What you have to do:
Can you print each of the records below back unchanged, line for line?

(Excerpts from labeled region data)
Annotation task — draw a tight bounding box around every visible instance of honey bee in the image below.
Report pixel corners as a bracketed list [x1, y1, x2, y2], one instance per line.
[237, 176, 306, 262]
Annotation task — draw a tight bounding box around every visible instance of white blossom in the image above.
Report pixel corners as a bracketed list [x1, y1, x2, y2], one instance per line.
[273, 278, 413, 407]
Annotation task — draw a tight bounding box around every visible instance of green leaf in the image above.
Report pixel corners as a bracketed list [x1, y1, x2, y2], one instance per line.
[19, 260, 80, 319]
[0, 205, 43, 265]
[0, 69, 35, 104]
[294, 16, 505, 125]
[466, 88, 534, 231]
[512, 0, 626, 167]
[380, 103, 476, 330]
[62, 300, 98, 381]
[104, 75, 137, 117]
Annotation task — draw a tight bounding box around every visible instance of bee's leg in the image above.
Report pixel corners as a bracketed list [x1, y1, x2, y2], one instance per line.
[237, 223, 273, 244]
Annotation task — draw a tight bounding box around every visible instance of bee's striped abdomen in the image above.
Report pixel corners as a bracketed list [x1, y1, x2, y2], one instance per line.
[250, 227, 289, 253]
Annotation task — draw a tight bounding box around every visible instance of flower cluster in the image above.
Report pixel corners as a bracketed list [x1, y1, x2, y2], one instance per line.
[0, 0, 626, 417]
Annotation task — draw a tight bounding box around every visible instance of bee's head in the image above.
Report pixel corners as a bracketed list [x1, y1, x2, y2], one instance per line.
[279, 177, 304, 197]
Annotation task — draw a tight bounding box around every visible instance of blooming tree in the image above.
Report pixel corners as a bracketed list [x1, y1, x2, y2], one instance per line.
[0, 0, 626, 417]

Correct response:
Annotation task — draw a tight bounding box around every visible instance of honey bee in the image below.
Report pixel corners as a bracketed list [x1, y1, x2, y2], one instance per line.
[237, 176, 306, 262]
Annotation task — draw a tight bounding box around every visible instance of white blossom in the image above.
Report pixel corners as a bracketed list [x1, y1, x2, y2], one instance per line.
[273, 278, 413, 407]
Annotation task — draw a tight bounding box around every visible instance of green leaf in the image above.
Report pixel corners as a bracketed list [x1, y1, x2, y2], one instance per line.
[19, 260, 80, 319]
[0, 205, 43, 265]
[0, 69, 35, 104]
[294, 16, 505, 125]
[466, 88, 534, 231]
[512, 0, 626, 167]
[380, 103, 476, 330]
[62, 300, 98, 381]
[104, 75, 137, 117]
Annotation task — draw a tight bounding box around every visible instance of bee's leg in the image above.
Report pixel corners as a bracketed list [x1, y1, x2, y2], one instance per line.
[237, 223, 273, 244]
Annotation task — draw a tight bounding box around every visible instance of bee's striped abdomen in the image above.
Report pixel corners as a bracketed list [x1, y1, x2, y2], one instance per line.
[250, 227, 289, 253]
Annotation task — draw a tight bounding box around every visible instance of flower cluster in the image above.
Report pixel corners as a bracketed list [x1, y1, x2, y2], one instance per line.
[0, 0, 626, 417]
Annotation task — draw a tight bounding box around every visible instance of bee's head in the image above.
Report pixel corners as a bracketed list [x1, y1, x2, y2], one instance per line.
[279, 177, 304, 197]
Annotation task — draw a tight bounding box around every visible instance of blooming tree in the image above.
Report pixel corners as a bracketed list [x1, y1, x2, y2], one instance per line.
[0, 0, 626, 417]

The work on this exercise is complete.